- Liste des tâches:
[1] Répondez à ces questions sur le texte consacré aux études de sécurité :
(a) Quelle année accompagne le nom de Michael C. Williams ?
(b) Combien d'implications majeures l'article identifie-t-il ?
(c) Quel acteur émerge comme important dans la sécurité internationale ?
[2] Prolongez le texte consacré aux études de sécurité à partir de sa dernière ligne.

Michael C. Williams 2010 (The Public, The Private, and the Evolution of Security Studies)
L’auteur souligne l’importance cruciale de la distinction entre le public et le privé dans le domaine de la sécurité, mettant en évidence son rôle historiquement construit, lié à des intérêts sociaux et des relations de pouvoir. Cette distinction a eu un impact profond sur la conception politique et pratique de la sécurité, notamment dans le contexte de l’État moderne. L’article explore comment cette division a évolué dans les études sur la sécurité, remettant en question la prédominance de l’État dans ce domaine. Il identifie quatre implications majeures de l’examen de la dimension public/privé : la façon dont cette distinction affecte la définition et la théorisation de la sécurité, l’émergence de la police comme acteur important dans la sécurité internationale, la relation entre la violence et l’ordre politique, et la montée des acteurs privés dans le domaine de la sécurité. En fin de compte, l’article souligne que la frontière entre le public et le privé reste pertinente pour comprendre les dynamiques actuelles de la sécurité internationale et les nouveaux défis qui se posent.
Peter Burgess 2014 (The Future of Security Research in the Social Sciences and Humanities)

- Entrées recensées:
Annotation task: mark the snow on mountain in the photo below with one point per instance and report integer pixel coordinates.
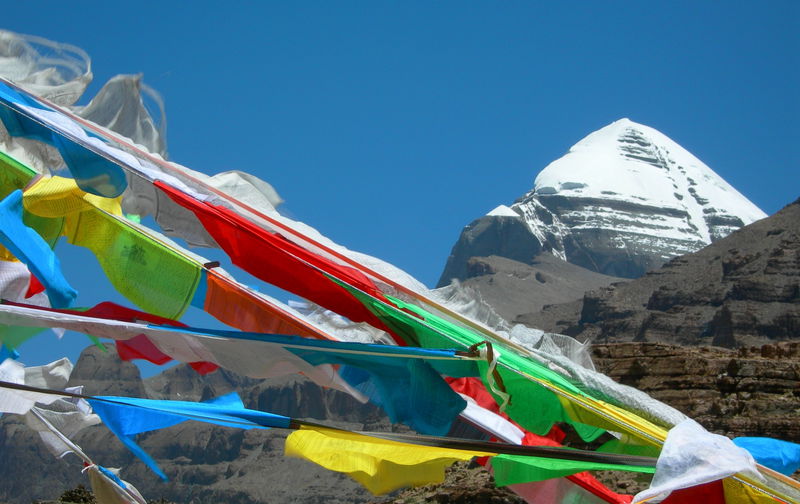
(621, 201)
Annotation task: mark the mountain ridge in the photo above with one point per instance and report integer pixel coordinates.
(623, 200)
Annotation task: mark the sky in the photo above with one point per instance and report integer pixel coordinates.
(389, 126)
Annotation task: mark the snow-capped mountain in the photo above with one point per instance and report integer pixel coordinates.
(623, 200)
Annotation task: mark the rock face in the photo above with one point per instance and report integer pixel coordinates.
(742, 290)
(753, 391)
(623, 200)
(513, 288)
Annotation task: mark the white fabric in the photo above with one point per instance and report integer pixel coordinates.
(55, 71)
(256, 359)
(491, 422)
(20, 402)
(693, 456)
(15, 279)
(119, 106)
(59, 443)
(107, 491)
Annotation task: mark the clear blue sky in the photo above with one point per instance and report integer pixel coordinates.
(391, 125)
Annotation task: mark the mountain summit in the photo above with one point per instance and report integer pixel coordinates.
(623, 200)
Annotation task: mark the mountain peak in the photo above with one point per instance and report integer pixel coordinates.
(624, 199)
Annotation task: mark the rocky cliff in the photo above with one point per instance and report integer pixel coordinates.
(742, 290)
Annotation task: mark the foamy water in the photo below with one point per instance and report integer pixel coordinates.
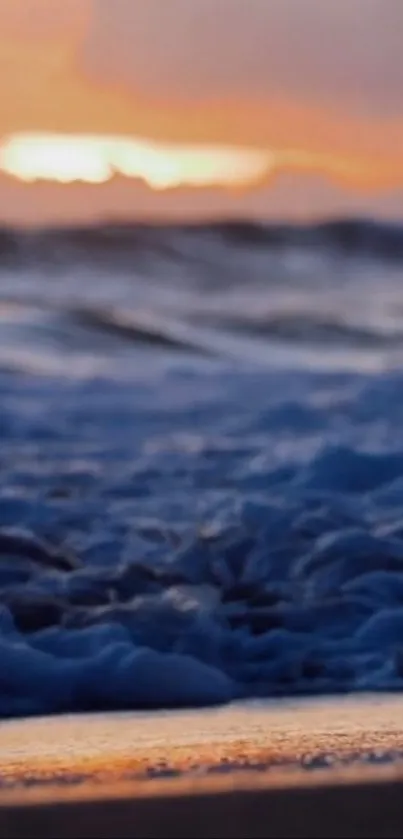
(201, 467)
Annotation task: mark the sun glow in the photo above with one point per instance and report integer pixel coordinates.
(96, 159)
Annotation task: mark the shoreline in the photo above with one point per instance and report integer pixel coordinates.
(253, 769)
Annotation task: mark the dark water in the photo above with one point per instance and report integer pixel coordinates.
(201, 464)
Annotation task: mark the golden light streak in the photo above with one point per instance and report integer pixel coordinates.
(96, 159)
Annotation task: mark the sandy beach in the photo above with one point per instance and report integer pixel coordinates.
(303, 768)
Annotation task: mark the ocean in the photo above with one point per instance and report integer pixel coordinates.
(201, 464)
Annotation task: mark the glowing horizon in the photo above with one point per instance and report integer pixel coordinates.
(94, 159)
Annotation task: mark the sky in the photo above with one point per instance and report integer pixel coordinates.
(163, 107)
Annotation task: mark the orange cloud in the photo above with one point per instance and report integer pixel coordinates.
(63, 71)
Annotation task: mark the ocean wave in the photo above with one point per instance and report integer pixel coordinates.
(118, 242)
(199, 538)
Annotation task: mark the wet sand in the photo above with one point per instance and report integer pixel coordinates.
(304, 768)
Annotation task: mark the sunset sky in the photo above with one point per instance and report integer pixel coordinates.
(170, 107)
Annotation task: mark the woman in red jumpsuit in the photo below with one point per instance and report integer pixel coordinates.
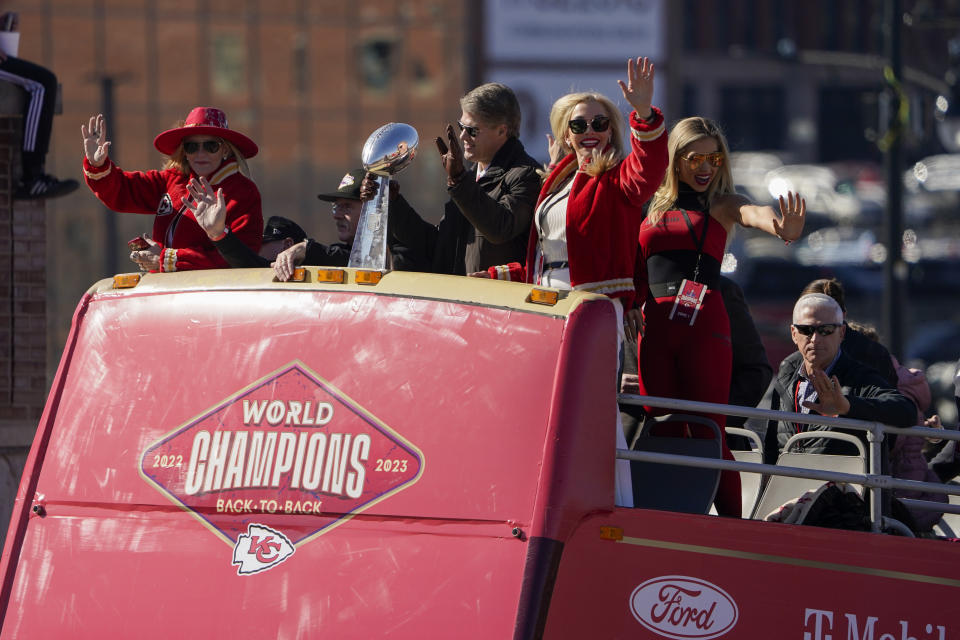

- Réponses rédigées:
[1]
(a) 2010
(b) Quatre
(c) La police

[2]
Le paysage de la recherche en sécurité en Europe est en pleine mutation, avec un changement dans la nature et les causes de l’insécurité au cours des deux dernières décennies. La sécurité est désormais perçue comme un enjeu sociétal complexe, avec des dimensions culturelles, sociales, politiques et historiques cruciales. Les débats actuels opposent souvent la recherche technologique axée sur l’industrie à une approche sociétale de la sécurité, créant des désaccords significatifs. La notion de sécurité a évolué d’une vision nationale pendant la Guerre froide à une perspective thématique et multiniveaux, mettant l’accent sur la gestion plutôt que l’élimination des menaces. De plus, la sécurité est devenue une question de gouvernance et d’éthique, impliquant une responsabilité sociale. Les domaines de recherche en sécurité ont élargi leurs horizons au-delà des relations internationales traditionnelles, intégrant des disciplines telles que la psychologie et la sociologie. Le futur de la recherche en sécurité nécessite une évolution conceptuelle pour tenir compte des nouveaux enjeux, des menaces émergentes et des pratiques contemporaines, telles que la surveillance, la gestion urbaine et la privatisation.
Olaf Corry 2014 (From Defense to Resilience: Environmental Security beyond Neo-liberalism)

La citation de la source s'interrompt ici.